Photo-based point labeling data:
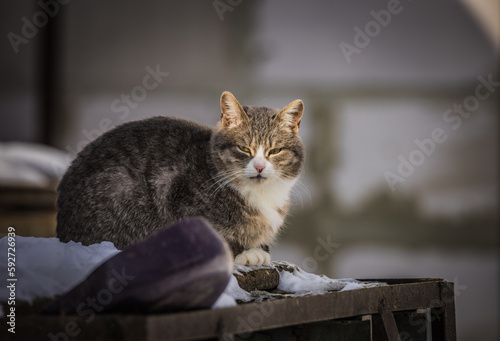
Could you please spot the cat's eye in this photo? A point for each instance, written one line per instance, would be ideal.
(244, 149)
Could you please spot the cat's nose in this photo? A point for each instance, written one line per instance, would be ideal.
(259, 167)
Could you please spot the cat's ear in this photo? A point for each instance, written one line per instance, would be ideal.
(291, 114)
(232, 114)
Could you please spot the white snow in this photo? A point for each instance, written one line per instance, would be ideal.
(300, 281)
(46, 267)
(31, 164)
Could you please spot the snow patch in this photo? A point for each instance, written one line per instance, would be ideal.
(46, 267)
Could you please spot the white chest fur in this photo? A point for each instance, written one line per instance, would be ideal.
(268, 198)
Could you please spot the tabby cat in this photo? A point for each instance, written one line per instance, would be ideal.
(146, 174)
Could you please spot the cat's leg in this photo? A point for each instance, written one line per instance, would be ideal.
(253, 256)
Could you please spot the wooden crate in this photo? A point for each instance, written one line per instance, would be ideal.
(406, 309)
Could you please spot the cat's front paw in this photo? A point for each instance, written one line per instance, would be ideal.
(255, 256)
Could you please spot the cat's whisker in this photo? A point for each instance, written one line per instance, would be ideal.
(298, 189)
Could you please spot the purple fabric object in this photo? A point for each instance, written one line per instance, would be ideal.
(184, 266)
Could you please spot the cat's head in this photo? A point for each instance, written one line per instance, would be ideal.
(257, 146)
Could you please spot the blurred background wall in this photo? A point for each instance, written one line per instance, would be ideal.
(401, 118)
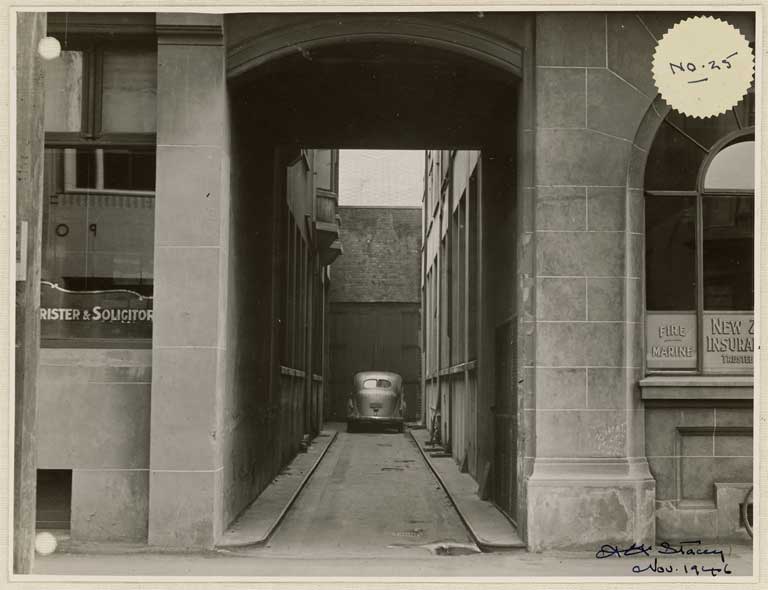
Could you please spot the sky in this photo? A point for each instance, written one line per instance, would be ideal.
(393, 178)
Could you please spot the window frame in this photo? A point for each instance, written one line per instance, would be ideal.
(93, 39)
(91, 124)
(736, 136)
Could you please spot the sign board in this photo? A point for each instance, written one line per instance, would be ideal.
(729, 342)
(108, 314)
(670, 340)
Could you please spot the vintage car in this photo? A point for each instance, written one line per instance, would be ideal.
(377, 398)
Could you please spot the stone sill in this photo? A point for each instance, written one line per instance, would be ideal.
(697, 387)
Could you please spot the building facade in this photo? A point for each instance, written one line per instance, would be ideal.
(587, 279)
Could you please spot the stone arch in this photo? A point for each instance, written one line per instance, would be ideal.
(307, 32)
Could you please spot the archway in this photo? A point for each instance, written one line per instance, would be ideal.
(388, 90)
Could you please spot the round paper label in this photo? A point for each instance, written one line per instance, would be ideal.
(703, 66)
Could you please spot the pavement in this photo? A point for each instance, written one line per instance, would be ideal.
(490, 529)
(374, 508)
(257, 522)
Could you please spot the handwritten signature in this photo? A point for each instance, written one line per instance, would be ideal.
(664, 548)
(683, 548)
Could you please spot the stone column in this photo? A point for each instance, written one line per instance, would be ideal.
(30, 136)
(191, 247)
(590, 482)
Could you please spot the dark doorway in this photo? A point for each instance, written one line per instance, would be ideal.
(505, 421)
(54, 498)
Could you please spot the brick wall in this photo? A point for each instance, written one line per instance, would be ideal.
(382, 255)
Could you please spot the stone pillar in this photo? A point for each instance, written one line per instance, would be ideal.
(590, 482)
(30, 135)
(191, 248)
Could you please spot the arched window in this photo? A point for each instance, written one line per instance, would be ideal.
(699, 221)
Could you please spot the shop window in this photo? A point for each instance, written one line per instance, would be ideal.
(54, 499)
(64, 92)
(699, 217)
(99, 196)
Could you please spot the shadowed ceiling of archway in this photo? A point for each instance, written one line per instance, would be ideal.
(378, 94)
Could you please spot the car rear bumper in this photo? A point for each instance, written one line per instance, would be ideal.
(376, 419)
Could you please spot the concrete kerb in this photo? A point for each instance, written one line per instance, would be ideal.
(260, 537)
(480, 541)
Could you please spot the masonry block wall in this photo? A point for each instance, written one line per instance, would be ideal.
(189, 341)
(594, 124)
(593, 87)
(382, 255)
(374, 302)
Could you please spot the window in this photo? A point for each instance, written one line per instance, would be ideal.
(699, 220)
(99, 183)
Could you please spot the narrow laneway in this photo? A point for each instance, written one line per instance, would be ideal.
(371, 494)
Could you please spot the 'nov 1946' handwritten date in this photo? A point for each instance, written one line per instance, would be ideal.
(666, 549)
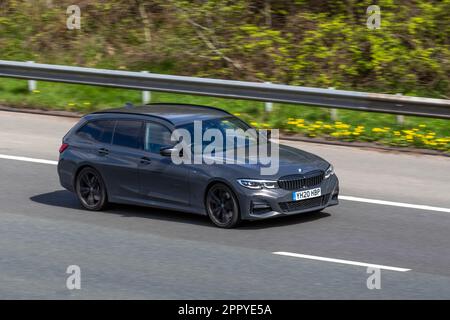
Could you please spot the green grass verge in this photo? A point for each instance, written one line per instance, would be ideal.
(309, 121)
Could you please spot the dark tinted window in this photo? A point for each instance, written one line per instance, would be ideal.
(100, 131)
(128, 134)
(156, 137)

• YOUR TASK
Go to the line containing "Could you please spot the window in", then write out word for word every line from there to the end of the listing. Keep both end lines and drop the pictures.

• FINISHED EXERCISE
Could you please spot the window in this photo? A point for each instance, written one line per instance, would be ideal.
(699, 220)
(99, 183)
Could you please spot the narrow laneway in this photo? A point for each instance, written one line per instance, would be ideal.
(371, 494)
Could you please spot the 'nov 1946' handwritten date in this photo? A point for each instance, written one line per instance, would be ideal.
(666, 549)
Could you please spot the green grass verge in this photo? A point for each instance, written one line per instance, would be ideal.
(309, 121)
Could you please spot the dark tinted window in this photo? A point for each instance, written one line per instance, would be ideal.
(100, 131)
(128, 134)
(156, 137)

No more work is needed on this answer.